** Start EXTRACT **

Do you have more than 10 unfinished tasks? Do you feel how the more unfinished tasks you have the more your productivity drops?
In March 2015, I had no less than 164 tails.
And yes, in case you are wondering, I am human (at least I look like one).
The “tail” in this case is what Russians call any unfinished task, postponed business or delayed project.
In my college days, the “tail” meant that you had a past-due paper or a project to complete. “How many tails do you have?” was a very common question among students.
I still use this word today to describe any undone task, because it represents the essence of all unfinished projects…
- They are those things that drag behind.
- Sometimes light and bugging.
- Usually heavy and annoying.
- Occasionally dreadfully irritating.
- Never full of bliss and anticipation.
You know what those tasks are: incomplete projects, unanswered emails, unreturned calls, adventurous items on your to-do list that travel from one to-do list to another.
They are those goals you set every January, 99 percent of them the same as the previous year. Rarely do you see a new one on your New Year’s resolutions list.
Have you ever counted how many tails you have?
The most irritating thing is not that they are buzzing all around your head…it’s that they suck an insane amount of energy out of you in any given second!
In 1927, Bluma Zeigarnik noticed something interesting while waiting for her order in a restaurant: the waiters seemed only to remember orders which were in the process of being served. When completed, the orders vanished from their memories.

** End EXTRACT **
** Start DATA EXCERPTS **

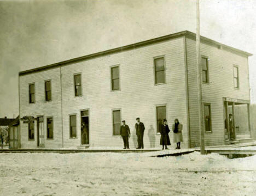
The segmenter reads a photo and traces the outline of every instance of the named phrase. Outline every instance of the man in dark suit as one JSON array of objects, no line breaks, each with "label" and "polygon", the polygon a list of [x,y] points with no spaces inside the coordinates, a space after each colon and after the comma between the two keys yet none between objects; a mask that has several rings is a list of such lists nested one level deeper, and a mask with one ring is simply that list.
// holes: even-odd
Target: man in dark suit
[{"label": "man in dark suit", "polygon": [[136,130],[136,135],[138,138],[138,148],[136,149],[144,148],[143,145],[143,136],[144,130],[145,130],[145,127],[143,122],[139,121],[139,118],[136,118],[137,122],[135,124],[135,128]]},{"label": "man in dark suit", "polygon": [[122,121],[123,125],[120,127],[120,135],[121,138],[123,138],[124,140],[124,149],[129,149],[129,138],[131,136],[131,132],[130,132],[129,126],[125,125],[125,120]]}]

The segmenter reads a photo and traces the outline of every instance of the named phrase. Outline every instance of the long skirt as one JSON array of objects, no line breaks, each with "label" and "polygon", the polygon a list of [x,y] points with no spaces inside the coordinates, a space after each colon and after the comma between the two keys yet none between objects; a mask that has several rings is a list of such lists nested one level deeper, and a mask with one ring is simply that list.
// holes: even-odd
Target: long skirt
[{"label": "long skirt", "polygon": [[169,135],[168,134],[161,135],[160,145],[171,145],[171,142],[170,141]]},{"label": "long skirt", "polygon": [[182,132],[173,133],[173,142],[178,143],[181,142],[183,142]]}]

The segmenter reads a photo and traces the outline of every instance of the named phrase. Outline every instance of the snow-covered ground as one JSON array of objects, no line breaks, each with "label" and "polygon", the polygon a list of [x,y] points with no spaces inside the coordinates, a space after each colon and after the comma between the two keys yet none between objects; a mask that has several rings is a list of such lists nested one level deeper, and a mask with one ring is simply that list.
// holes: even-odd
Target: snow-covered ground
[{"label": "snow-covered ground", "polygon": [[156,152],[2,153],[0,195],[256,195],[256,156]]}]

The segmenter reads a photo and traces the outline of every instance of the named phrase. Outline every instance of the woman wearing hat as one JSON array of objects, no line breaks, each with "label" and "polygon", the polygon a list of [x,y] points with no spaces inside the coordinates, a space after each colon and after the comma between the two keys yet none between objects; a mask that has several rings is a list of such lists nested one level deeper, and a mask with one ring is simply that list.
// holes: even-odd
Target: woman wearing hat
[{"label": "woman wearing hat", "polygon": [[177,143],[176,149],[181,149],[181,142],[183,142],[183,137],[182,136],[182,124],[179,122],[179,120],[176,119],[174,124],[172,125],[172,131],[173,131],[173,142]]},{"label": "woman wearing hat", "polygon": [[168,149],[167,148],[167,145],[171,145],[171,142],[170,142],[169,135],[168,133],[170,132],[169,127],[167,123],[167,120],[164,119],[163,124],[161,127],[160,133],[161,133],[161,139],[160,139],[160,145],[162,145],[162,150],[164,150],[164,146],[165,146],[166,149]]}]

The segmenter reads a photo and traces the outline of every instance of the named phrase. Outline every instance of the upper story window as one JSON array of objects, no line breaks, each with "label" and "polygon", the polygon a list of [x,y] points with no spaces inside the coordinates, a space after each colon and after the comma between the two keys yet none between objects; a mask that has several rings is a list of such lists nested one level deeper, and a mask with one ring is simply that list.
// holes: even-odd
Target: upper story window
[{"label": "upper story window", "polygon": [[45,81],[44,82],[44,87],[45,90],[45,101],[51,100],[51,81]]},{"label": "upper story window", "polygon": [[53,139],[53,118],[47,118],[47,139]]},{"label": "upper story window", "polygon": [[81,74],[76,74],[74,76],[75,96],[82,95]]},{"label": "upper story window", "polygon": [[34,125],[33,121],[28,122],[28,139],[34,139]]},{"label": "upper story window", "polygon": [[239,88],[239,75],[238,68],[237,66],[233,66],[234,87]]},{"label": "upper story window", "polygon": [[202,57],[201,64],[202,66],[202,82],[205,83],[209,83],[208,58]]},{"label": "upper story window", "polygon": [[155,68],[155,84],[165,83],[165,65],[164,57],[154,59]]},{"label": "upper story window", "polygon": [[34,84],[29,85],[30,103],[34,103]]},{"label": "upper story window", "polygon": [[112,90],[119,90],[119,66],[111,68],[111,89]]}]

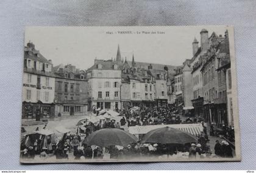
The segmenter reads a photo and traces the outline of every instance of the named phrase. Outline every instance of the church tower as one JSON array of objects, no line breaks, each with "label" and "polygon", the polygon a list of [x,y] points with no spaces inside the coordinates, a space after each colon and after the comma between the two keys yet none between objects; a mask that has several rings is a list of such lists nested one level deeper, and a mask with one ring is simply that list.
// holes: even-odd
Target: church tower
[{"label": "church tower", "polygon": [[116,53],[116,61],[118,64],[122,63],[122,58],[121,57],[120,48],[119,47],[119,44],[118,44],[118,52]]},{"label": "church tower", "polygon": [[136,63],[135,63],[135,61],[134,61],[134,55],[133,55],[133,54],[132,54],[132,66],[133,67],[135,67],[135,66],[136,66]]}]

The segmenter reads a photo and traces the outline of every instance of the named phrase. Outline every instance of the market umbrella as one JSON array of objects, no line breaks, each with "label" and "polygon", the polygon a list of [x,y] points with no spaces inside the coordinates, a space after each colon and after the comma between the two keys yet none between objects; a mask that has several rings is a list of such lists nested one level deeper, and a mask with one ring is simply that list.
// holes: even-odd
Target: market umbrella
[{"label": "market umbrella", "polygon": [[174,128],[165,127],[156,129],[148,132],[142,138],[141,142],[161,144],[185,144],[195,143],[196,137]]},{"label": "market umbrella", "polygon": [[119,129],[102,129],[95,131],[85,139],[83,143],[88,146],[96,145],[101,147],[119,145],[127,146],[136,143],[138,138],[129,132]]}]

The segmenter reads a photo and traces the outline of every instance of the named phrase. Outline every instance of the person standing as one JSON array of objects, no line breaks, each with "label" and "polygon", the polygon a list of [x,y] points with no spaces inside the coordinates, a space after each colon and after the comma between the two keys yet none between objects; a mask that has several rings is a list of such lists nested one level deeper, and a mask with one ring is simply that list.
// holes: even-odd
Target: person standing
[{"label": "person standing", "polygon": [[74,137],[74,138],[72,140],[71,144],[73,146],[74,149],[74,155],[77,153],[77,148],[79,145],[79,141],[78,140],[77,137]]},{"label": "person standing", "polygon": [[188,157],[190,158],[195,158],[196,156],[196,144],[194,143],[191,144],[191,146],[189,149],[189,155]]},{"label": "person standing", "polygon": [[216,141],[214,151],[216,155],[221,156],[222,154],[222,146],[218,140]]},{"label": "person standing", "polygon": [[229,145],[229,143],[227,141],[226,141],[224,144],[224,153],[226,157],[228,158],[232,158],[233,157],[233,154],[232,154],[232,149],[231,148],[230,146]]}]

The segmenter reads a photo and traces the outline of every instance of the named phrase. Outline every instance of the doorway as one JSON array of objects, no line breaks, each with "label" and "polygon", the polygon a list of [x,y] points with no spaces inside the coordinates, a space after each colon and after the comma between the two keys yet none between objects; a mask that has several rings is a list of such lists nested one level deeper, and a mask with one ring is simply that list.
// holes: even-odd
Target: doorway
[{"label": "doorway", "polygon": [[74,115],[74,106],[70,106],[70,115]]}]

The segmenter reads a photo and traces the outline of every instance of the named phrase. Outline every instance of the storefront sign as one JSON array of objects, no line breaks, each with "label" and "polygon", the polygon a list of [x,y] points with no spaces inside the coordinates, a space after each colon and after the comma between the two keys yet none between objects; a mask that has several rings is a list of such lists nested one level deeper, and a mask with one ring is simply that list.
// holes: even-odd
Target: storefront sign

** End DATA EXCERPTS **

## WORK INSTRUCTIONS
1 - In the text on unfinished tasks, rewrite the passage from "In March 2015, I" to "question among students.", swapping "college days" for "university years".
2 - Answer these questions using the text on unfinished tasks:
(a) How many tails did the writer have in March 2015?
(b) In what year did Bluma Zeigarnik notice something about the waiters in a restaurant?
(c) In the writer's college days, what did the "tail" mean?
3 - Carry the text on unfinished tasks forward from its last sentence.

## RESPONSES FOR EACH TASK
1 -
In March 2015, I had no less than 164 tails.
And yes, in case you are wondering, I am human (at least I look like one).
The “tail” in this case is what Russians call any unfinished task, postponed business or delayed project.
In my university years, the “tail” meant that you had a past-due paper or a project to complete. “How many tails do you have?” was a very common question among students.

2 -
(a) No less than 164.
(b) 1927.
(c) A past-due paper or a project to complete.

3 -
Zeigarnik decided to study this phenomenon deeper, and she published her findings in “On Finished and Unfinished Tasks” later in 1927. Since then, the effect of remembering the unfinished task is often called the “Zeigarnik effect.”
David Allen calls them open loops – the unfinished tasks and commitments that spin in our minds as if in orbit of our consciousness, popping into our thoughts at the most inopportune moments.
Here is a great video featuring open and close loops example:
But no matter what you call them, they can cause the following destructive effects:
- Low energy (All open loops and unfinished tasks take up resources. They create a friction in your mind so that you can’t get through the day as smoothly as you’ve planned. What is interesting is that even if you don’t consciously think about your unfinished projects, they are all still spinning in your subconscious mind, waiting for the opportunity to remind you about them. By having too many unfinished tasks, you are leaking energy every day, causing you to feel tired, sleepy and apathetic.)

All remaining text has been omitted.